— Start of DATA IN THIS EXERCISE —

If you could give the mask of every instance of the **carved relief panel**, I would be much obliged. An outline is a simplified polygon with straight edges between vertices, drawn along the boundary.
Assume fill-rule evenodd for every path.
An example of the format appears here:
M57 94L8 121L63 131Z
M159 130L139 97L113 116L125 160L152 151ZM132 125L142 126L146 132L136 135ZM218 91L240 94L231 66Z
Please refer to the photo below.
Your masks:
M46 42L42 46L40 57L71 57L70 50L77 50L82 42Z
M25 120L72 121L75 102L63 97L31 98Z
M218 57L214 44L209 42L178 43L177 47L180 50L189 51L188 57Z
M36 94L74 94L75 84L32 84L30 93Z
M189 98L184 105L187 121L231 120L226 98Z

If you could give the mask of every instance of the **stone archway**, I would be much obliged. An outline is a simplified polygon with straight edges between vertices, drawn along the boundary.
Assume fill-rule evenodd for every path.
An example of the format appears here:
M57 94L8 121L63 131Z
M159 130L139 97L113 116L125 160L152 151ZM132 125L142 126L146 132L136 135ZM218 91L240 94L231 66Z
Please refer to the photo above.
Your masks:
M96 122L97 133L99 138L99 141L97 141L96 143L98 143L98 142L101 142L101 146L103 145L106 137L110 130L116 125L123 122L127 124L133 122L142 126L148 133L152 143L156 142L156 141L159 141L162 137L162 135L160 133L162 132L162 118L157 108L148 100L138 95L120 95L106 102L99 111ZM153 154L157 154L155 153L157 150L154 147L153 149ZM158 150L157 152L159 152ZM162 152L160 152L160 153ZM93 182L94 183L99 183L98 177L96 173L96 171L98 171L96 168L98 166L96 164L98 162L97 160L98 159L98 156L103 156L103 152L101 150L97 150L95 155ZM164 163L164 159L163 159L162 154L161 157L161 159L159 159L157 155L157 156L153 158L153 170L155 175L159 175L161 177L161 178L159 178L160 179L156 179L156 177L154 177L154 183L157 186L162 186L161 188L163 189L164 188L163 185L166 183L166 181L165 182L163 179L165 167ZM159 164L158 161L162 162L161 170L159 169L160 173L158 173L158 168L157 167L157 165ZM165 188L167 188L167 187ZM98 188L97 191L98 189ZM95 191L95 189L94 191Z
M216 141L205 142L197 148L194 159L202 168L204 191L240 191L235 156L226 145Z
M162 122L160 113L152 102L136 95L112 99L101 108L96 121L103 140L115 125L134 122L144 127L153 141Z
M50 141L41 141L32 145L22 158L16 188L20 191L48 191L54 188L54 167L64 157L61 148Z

— End of DATA IN THIS EXERCISE —
— Start of DATA IN THIS EXERCISE —

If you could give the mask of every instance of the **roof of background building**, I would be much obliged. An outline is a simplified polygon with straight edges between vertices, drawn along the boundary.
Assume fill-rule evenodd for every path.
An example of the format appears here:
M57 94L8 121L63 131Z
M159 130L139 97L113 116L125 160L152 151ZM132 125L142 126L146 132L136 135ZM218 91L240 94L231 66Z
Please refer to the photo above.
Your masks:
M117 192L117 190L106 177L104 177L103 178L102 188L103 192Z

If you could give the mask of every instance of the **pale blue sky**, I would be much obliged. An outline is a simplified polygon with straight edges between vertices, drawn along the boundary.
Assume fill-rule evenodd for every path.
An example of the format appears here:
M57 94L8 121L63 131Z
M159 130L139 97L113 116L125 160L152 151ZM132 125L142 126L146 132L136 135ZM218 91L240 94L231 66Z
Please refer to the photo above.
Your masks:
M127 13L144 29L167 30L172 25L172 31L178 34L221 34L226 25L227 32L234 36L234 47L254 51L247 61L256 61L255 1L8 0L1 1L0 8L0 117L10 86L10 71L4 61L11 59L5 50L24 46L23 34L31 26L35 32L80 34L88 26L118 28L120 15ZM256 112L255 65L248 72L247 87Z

— End of DATA IN THIS EXERCISE —

GIVEN PROBLEM >> Copy the lines from the line with "of the **carved" to the line with "M189 98L184 105L187 121L231 120L226 98Z", both included, exactly as they appear.

RESULT OF THE EXERCISE >>
If you could give the mask of every instance of the **carved relief panel**, I would be much obliged. An outline is a simplified polygon with straight edges between vertices, drawn along the boundary.
Assume fill-rule evenodd for every path.
An example of the format appears here:
M57 94L8 121L63 131Z
M159 130L139 97L113 116L125 160L152 151ZM132 125L142 126L146 132L136 135ZM218 91L240 94L231 66Z
Please refer to the photo below.
Your masks:
M46 42L42 46L40 57L71 57L70 50L77 50L82 42Z
M25 120L72 121L75 102L63 97L31 98Z
M218 57L214 44L209 42L178 43L177 47L180 50L189 51L188 57Z
M36 94L74 94L75 84L32 84L30 93Z
M189 98L184 105L187 121L231 120L226 98Z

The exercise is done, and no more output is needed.